══ Records for the exercise ══
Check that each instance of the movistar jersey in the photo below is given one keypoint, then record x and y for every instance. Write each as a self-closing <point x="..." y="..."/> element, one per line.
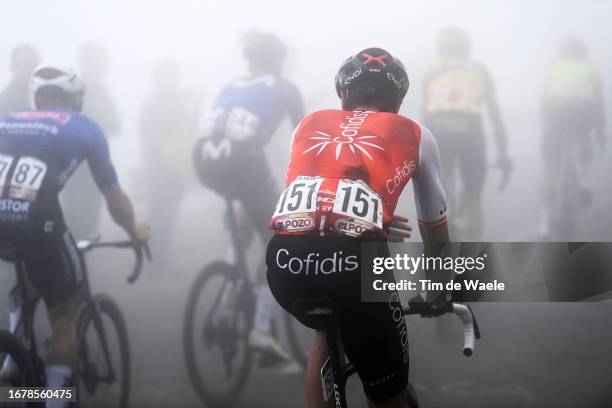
<point x="39" y="150"/>
<point x="247" y="112"/>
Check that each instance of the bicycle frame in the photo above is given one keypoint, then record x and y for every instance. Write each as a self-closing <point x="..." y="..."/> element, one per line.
<point x="336" y="372"/>
<point x="239" y="258"/>
<point x="28" y="302"/>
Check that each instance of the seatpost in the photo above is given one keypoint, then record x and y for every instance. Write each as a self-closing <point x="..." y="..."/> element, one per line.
<point x="336" y="357"/>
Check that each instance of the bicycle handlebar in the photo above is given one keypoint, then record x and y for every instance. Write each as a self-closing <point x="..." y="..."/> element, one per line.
<point x="471" y="331"/>
<point x="137" y="246"/>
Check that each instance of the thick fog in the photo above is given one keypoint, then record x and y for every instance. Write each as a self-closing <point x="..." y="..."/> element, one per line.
<point x="533" y="355"/>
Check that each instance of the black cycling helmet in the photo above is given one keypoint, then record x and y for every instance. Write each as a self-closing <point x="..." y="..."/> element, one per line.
<point x="372" y="74"/>
<point x="454" y="42"/>
<point x="263" y="51"/>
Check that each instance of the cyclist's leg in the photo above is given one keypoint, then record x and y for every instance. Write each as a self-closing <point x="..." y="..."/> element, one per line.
<point x="257" y="197"/>
<point x="374" y="334"/>
<point x="316" y="359"/>
<point x="473" y="169"/>
<point x="54" y="267"/>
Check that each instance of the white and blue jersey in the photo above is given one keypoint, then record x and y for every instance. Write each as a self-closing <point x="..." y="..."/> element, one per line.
<point x="247" y="112"/>
<point x="39" y="151"/>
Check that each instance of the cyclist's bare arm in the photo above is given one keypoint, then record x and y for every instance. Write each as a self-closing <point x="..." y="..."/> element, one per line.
<point x="430" y="202"/>
<point x="122" y="212"/>
<point x="429" y="195"/>
<point x="105" y="176"/>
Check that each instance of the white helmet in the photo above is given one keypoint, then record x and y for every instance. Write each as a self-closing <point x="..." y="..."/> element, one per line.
<point x="52" y="75"/>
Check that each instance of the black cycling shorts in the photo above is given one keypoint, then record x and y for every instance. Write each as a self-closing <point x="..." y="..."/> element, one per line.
<point x="374" y="335"/>
<point x="52" y="262"/>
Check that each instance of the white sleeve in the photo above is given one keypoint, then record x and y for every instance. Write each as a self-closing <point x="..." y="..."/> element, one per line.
<point x="428" y="191"/>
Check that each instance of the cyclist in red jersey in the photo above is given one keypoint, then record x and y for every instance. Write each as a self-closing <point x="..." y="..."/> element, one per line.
<point x="346" y="172"/>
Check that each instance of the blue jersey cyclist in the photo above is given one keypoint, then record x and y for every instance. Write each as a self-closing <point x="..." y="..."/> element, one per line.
<point x="230" y="159"/>
<point x="39" y="151"/>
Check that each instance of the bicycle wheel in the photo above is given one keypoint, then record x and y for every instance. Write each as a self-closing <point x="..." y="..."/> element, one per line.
<point x="299" y="338"/>
<point x="102" y="373"/>
<point x="218" y="318"/>
<point x="22" y="372"/>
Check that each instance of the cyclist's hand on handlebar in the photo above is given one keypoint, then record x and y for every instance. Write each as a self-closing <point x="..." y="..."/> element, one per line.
<point x="432" y="308"/>
<point x="399" y="229"/>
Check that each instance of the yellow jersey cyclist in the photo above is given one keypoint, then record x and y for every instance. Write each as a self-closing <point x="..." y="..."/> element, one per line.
<point x="456" y="90"/>
<point x="39" y="151"/>
<point x="573" y="116"/>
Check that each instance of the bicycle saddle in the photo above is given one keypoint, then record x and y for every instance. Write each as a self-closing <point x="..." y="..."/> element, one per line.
<point x="317" y="314"/>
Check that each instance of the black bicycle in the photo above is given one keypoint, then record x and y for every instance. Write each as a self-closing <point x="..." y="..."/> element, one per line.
<point x="102" y="371"/>
<point x="219" y="316"/>
<point x="322" y="314"/>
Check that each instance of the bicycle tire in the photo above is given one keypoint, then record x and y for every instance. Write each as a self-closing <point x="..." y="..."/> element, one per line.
<point x="207" y="394"/>
<point x="105" y="306"/>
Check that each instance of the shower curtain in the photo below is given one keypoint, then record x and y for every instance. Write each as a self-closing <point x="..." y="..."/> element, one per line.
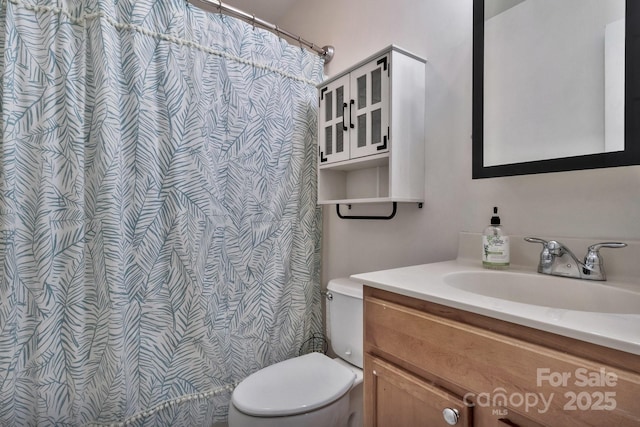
<point x="159" y="234"/>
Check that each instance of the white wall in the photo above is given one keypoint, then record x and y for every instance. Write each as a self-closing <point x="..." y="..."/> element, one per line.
<point x="599" y="204"/>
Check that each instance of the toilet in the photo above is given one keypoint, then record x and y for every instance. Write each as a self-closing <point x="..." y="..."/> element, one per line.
<point x="312" y="390"/>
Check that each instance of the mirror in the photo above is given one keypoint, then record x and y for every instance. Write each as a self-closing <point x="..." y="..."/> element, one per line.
<point x="556" y="85"/>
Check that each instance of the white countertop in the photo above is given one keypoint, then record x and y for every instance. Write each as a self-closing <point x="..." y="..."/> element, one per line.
<point x="425" y="282"/>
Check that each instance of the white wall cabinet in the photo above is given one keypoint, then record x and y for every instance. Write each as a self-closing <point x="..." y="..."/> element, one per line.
<point x="371" y="131"/>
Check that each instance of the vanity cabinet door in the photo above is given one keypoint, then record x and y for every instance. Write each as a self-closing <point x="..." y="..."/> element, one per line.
<point x="511" y="381"/>
<point x="397" y="398"/>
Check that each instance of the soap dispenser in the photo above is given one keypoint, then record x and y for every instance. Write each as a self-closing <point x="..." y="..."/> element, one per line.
<point x="495" y="245"/>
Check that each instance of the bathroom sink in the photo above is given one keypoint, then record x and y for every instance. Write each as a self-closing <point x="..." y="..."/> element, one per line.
<point x="547" y="291"/>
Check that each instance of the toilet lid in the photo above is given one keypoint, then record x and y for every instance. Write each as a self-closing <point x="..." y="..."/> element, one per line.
<point x="293" y="386"/>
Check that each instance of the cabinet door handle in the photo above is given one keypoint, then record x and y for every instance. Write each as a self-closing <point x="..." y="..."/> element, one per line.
<point x="344" y="113"/>
<point x="451" y="416"/>
<point x="322" y="157"/>
<point x="351" y="104"/>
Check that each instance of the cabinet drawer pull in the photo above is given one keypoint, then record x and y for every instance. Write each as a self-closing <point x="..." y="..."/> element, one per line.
<point x="451" y="416"/>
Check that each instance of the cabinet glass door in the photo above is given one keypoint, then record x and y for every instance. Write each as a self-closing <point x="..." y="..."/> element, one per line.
<point x="370" y="108"/>
<point x="333" y="133"/>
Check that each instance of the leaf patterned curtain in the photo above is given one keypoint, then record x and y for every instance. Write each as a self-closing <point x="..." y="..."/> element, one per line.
<point x="159" y="234"/>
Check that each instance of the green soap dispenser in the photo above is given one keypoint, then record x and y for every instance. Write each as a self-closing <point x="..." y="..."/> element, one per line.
<point x="495" y="245"/>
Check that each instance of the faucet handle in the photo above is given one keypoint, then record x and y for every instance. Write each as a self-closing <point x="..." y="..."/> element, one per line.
<point x="593" y="262"/>
<point x="546" y="258"/>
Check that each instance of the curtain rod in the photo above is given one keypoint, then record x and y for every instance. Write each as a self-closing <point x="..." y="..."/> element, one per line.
<point x="218" y="7"/>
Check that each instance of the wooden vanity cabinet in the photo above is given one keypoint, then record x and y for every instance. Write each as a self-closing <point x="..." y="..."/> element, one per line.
<point x="424" y="360"/>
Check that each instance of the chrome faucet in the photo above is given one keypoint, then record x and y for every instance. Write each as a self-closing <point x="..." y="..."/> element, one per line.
<point x="557" y="260"/>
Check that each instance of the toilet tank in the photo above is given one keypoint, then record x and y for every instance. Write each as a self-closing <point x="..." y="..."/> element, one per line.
<point x="344" y="319"/>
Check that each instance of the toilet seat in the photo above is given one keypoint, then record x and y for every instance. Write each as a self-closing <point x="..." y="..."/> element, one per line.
<point x="293" y="386"/>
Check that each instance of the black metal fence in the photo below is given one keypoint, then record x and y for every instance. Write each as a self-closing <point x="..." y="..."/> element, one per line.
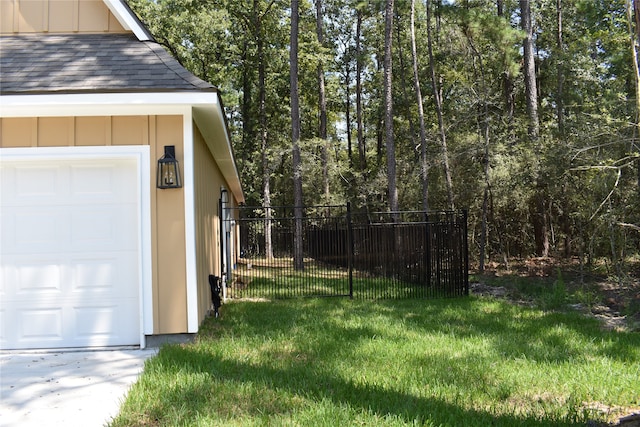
<point x="372" y="256"/>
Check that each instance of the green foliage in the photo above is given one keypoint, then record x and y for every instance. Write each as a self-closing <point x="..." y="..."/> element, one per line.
<point x="585" y="168"/>
<point x="339" y="362"/>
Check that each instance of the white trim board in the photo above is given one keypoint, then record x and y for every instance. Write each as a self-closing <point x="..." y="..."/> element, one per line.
<point x="140" y="154"/>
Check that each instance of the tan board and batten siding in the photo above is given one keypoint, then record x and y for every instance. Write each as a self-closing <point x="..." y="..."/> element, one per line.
<point x="168" y="211"/>
<point x="60" y="16"/>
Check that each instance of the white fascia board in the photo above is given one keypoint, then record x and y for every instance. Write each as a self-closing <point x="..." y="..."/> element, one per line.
<point x="124" y="15"/>
<point x="102" y="104"/>
<point x="139" y="153"/>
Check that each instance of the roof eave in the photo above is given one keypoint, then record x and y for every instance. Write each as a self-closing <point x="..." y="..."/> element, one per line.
<point x="128" y="19"/>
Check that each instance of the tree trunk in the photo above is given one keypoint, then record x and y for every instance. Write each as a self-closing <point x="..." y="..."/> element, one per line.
<point x="322" y="106"/>
<point x="262" y="113"/>
<point x="560" y="70"/>
<point x="298" y="260"/>
<point x="424" y="166"/>
<point x="531" y="91"/>
<point x="388" y="109"/>
<point x="507" y="83"/>
<point x="362" y="149"/>
<point x="634" y="30"/>
<point x="538" y="203"/>
<point x="438" y="102"/>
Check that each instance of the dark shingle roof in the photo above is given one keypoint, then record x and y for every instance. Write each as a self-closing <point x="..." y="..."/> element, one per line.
<point x="80" y="63"/>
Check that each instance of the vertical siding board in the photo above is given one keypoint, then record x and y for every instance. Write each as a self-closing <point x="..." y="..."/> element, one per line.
<point x="171" y="239"/>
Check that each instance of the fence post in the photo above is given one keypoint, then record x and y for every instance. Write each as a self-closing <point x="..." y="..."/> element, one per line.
<point x="222" y="236"/>
<point x="350" y="251"/>
<point x="466" y="252"/>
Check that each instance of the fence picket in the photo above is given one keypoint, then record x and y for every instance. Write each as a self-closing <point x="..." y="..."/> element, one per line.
<point x="347" y="254"/>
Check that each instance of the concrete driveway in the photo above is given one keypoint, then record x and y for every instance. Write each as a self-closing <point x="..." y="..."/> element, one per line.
<point x="75" y="388"/>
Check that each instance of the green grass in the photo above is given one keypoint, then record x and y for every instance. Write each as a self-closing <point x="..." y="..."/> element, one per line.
<point x="330" y="362"/>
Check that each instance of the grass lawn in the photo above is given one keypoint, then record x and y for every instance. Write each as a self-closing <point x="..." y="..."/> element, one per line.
<point x="332" y="362"/>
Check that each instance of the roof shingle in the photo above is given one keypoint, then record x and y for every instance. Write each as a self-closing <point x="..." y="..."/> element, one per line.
<point x="78" y="63"/>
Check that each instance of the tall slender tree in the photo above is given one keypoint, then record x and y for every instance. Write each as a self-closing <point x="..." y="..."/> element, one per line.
<point x="322" y="103"/>
<point x="438" y="102"/>
<point x="388" y="108"/>
<point x="538" y="203"/>
<point x="298" y="259"/>
<point x="424" y="166"/>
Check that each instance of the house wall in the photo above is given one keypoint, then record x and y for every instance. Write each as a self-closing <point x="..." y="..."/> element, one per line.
<point x="167" y="206"/>
<point x="57" y="16"/>
<point x="208" y="182"/>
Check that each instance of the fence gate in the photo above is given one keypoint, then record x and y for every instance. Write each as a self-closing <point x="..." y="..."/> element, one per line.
<point x="372" y="256"/>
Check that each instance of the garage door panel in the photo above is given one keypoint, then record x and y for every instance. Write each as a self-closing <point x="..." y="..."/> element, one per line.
<point x="103" y="228"/>
<point x="70" y="253"/>
<point x="103" y="182"/>
<point x="24" y="276"/>
<point x="33" y="183"/>
<point x="108" y="274"/>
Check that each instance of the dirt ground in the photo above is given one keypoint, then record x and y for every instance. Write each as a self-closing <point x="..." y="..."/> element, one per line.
<point x="616" y="303"/>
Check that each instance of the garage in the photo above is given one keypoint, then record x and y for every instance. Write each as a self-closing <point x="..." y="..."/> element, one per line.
<point x="70" y="251"/>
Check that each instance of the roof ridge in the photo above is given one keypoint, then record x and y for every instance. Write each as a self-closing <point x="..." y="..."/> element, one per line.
<point x="176" y="67"/>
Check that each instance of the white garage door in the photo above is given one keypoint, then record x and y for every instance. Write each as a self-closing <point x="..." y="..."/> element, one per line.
<point x="69" y="253"/>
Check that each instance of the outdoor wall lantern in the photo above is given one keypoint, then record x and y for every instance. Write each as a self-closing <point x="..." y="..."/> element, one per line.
<point x="169" y="169"/>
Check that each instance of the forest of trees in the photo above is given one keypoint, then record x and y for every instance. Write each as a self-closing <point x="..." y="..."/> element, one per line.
<point x="526" y="113"/>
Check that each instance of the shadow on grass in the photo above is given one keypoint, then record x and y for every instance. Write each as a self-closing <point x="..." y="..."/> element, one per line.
<point x="307" y="383"/>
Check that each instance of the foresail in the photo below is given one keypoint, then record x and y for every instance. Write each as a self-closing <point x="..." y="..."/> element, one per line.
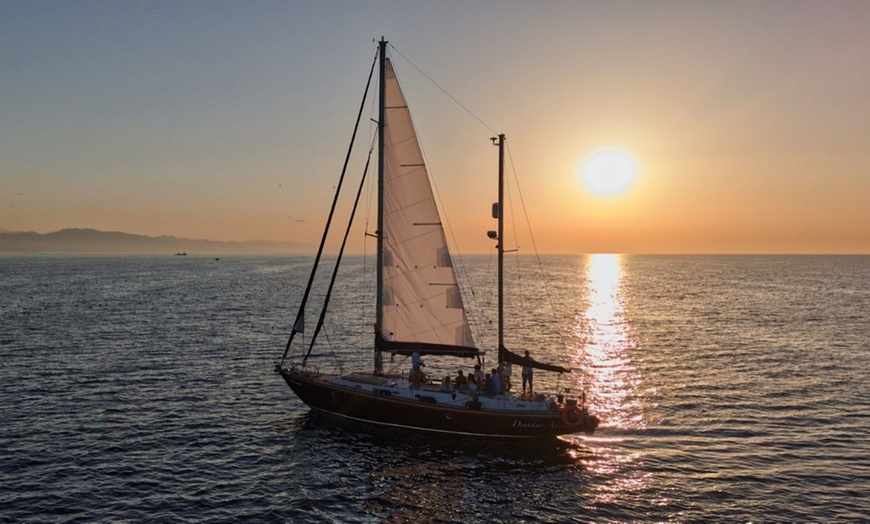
<point x="422" y="305"/>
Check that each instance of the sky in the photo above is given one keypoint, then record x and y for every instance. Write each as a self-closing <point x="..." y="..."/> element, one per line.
<point x="748" y="122"/>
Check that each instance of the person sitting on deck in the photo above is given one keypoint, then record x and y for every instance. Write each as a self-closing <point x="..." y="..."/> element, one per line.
<point x="460" y="382"/>
<point x="489" y="385"/>
<point x="417" y="377"/>
<point x="496" y="382"/>
<point x="478" y="375"/>
<point x="528" y="373"/>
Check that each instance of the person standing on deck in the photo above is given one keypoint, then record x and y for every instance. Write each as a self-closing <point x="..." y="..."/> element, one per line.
<point x="528" y="373"/>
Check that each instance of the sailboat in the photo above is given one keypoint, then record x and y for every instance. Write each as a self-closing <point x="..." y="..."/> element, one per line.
<point x="420" y="311"/>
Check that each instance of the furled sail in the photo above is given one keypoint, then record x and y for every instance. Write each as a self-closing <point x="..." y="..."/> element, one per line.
<point x="422" y="306"/>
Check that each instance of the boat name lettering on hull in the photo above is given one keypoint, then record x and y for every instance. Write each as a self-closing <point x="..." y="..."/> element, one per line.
<point x="533" y="424"/>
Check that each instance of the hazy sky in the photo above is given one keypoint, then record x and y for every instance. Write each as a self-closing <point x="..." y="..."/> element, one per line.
<point x="749" y="121"/>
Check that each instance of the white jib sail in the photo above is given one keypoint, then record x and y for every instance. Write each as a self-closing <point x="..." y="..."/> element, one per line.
<point x="421" y="300"/>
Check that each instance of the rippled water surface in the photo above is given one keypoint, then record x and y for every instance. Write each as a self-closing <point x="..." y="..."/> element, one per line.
<point x="141" y="388"/>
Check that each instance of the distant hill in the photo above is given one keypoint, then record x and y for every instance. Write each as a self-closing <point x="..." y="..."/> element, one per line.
<point x="93" y="241"/>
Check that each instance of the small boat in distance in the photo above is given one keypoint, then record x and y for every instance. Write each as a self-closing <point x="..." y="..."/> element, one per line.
<point x="420" y="311"/>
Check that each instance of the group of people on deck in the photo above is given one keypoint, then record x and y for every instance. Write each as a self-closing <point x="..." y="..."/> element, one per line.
<point x="496" y="382"/>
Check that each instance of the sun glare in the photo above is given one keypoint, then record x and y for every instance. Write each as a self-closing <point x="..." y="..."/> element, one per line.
<point x="608" y="173"/>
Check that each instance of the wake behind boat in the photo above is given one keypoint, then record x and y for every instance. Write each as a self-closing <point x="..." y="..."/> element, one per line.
<point x="420" y="311"/>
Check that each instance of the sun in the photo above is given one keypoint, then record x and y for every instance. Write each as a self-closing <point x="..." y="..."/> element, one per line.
<point x="608" y="173"/>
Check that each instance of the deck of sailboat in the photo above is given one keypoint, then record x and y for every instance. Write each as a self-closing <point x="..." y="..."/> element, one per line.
<point x="398" y="388"/>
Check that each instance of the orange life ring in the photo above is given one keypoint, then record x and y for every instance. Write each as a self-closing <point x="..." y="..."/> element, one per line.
<point x="572" y="417"/>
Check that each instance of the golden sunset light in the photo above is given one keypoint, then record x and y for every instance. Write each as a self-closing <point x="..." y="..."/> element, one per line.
<point x="674" y="128"/>
<point x="608" y="173"/>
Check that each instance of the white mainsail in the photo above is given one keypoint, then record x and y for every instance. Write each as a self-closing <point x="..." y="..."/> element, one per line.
<point x="422" y="304"/>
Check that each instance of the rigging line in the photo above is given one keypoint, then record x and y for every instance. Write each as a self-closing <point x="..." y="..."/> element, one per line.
<point x="323" y="309"/>
<point x="300" y="314"/>
<point x="534" y="244"/>
<point x="457" y="102"/>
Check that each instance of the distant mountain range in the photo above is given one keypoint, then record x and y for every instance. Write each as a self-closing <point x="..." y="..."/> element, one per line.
<point x="93" y="241"/>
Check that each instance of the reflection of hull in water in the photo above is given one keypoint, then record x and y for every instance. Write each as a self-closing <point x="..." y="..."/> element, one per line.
<point x="391" y="402"/>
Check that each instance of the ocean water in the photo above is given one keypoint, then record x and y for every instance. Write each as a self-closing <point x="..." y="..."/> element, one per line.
<point x="141" y="388"/>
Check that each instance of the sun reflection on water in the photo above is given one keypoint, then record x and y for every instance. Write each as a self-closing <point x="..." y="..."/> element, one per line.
<point x="605" y="344"/>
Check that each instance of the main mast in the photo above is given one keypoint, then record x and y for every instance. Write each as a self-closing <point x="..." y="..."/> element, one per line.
<point x="379" y="315"/>
<point x="499" y="211"/>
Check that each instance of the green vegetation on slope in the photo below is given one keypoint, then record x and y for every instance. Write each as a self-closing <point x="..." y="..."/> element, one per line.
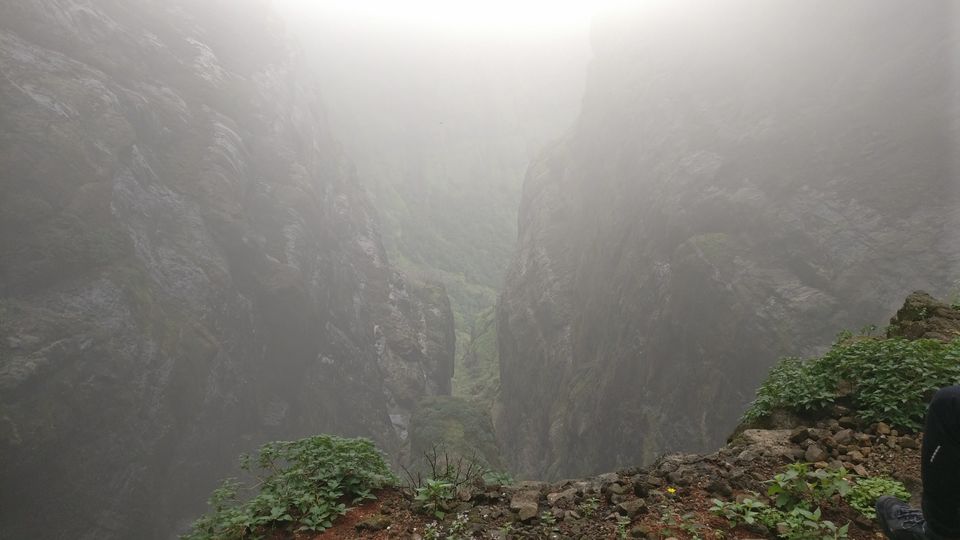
═══
**Set task:** State how many lines in the rows above contain the word "water".

**Answer for this exercise:** 4